__The data__.

>>>

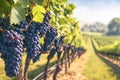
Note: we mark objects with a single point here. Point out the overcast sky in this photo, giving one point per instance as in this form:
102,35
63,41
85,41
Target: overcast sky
90,11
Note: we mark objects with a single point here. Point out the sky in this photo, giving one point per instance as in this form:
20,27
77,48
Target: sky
91,11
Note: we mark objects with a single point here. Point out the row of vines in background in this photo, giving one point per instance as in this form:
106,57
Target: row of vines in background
35,27
108,45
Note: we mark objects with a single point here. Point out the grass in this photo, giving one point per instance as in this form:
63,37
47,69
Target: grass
34,69
97,68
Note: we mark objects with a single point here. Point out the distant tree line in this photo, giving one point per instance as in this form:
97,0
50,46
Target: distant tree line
113,28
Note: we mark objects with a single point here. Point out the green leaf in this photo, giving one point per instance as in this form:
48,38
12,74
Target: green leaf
39,2
4,7
24,3
38,13
17,14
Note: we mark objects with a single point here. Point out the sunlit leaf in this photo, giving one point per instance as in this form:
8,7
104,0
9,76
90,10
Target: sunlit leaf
38,13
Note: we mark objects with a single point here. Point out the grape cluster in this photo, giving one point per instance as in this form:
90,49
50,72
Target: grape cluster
32,41
5,23
49,38
11,49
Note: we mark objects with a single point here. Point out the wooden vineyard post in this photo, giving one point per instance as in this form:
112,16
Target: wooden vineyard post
46,68
20,75
65,63
27,63
58,67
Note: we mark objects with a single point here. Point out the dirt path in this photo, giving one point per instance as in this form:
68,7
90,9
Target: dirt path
75,71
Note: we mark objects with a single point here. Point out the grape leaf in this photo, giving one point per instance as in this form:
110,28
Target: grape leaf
17,14
39,2
4,7
38,13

<<<

__Task description__.
From the line holding "out the row" down to the final line above, quote every line exactly and only those lines.

__Full output__.
Note: we mark objects with a single point here. Point out the row of vines in background in this photo, giving one point per instance as in this form:
106,57
Target: row of vines in background
35,27
108,45
Note: we mark objects with a single point here. Point out the grass in this photo, giving one point per instance as in this form:
63,37
47,69
Target: grass
34,69
97,68
Note: we mark objects with a single point here. Point out the distant tree line in this photo, giving one point per instance as in this form:
97,0
50,46
Target: distant tree line
113,28
Note: we mark objects with a single point here. Point out the green leaf in this photo, giving one point per instance as in this form:
48,38
12,74
Target: green leaf
39,2
4,7
24,3
38,13
17,14
Note: we mark objects with a single point here. Point out the sunlit leaf in this photo, giving one point per instance as in this form:
8,7
104,0
9,76
90,10
Target: sunlit leaf
38,13
Note: we mark objects with a single point here. Point out the grape cluster in this photo, giving one point per instance as in this form:
90,49
50,72
Target: grape cluster
32,41
5,23
49,38
11,49
Note: we mark objects with a single point here. Point out the wooden vineyard post in this photo, giving one point per instance as in this form:
112,16
Target: wooden vineyard post
46,68
20,75
65,63
27,63
58,67
Note: we mark objects with a single point here. Point out the dirt path in this photo, giving one point per instance as in this form:
68,7
90,9
Target: dirt path
75,71
Note: we mark objects with a single point here. Point out the grape leaf in this photo, giving one point per instance as in this form:
110,28
Target: grape leaf
17,14
39,2
4,7
38,13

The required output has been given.